Since yesterday’s announcement that the Court has voted to hear Friedrichs v. California Teachers Ass’n, a variety of major news outlets and commentators have reported on the case.
Over at the Los Angeles Times, David Savage observes that Friedrichs “comes at a time when public-sector unions are already being targeted by Republican governors in formerly strong union states like Illinois, Michigan and Wisconsin.” Against that backdrop, a spokesperson for CTA contends that “only a small percentage of teachers” — the statewide union has approximately 325,000 members, plus an additional 31,000 agency-fee payers — “chose to pay the lower nonmember fees rather than full dues.” Savage also notes that the petitioners in Friedrichs are represented by Michael Carvin of Jones Day, who recently (and unsuccessfully) litigated King v. Burwell. OnLabor‘s Professor Sachs, as well as frequent OnLabor guest contributor Professor Catherine Fisk, are both quoted in the article.
Lyle Denniston of SCOTUSblog takes a good, quick look at the history of fair-share agreements, writing that the doctrinal underpinnings of Abood “go[] back at least to 1944.” He also describes the fast-track legal strategy employed by petitioners’ counsel, who were “[r]eacting to an undoubted invitation by the Supreme Court [in Harris v. Quinn] to raise the issue” of Abood‘s viability. Finally, of note to those of you who may be wondering about the timing of future developments in this case: Denniston predicts that oral argument will likely take place in December or January, right in time for “[a] final ruling [that] may emerge . . . in the midst of a presidential election campaign in which the role of labor unions in American life could be a visible issue.”
************
• _PROBLEMS AND TASKS_
A) Answer these questions using the roundup on Friedrichs v. California Teachers Ass'n:
(i) Which lawyer, and from which firm, represents the petitioners?
(ii) About how many members does the statewide union have, and how many additional agency-fee payers?
(iii) When does Lyle Denniston expect oral argument to take place?
B) Carry on the roundup on Friedrichs v. California Teachers Ass'n from its final sentence.

• _PROVIDED MATERIAL_
************
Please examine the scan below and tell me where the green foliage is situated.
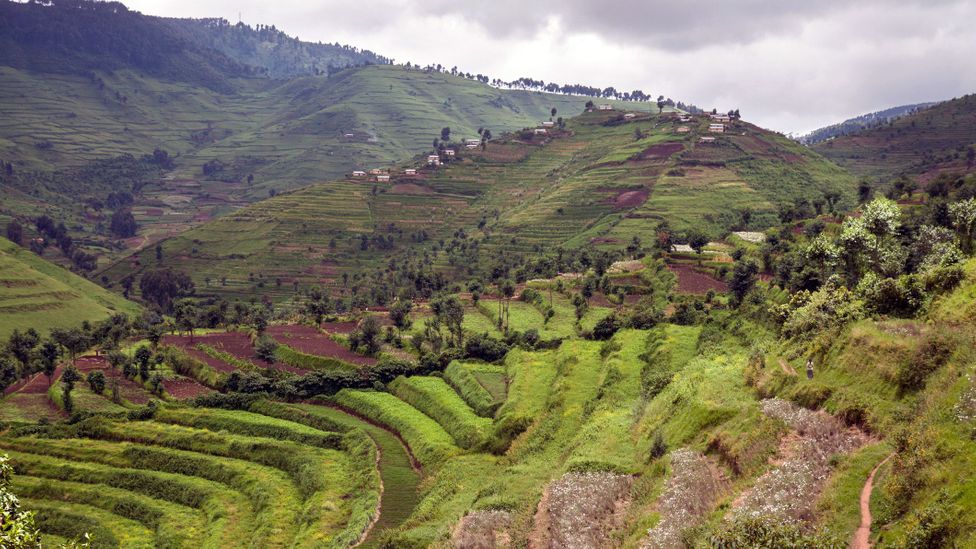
************
• _SET OF ANSWERS_
A)
(i) Michael Carvin of Jones Day.
(ii) About 325,000 members, plus an additional 31,000 agency-fee payers.
(iii) In December or January.

B)
Politico‘s Brian Mahoney notes that the Friedrichs grant comes “[j]ust days after the Supreme Court cheered unions and the rest of the liberal coalition by sanctioning gay marriage and the Affordable Care Act.” Comparing Justice Kagan’s dissent in Harris v. Quinn to Chief Justice Roberts’s dissent in Obergefell v. Hodges, Mahoney goes on to contend that the Court’s recent decisions suggest that “the court disagrees on just what issues it should let the states and citizens decide.”
Meanwhile, an article published in Forbes examines Justice Powell’s concurring opinion in Abood, honing in on his claim of a “constitutional distinction between what the government can require of its own employees and what it can permit private employers to do.” According to Justice Powell, “[t]he ultimate objective of a union in the public sector . . . is to influence public decisionmaking in accordance with the views and perceived interests of its membership.” Consequently, Justice Powell contends, “the public-sector union is [in these respects] indistinguishable from the traditional political party in this country.”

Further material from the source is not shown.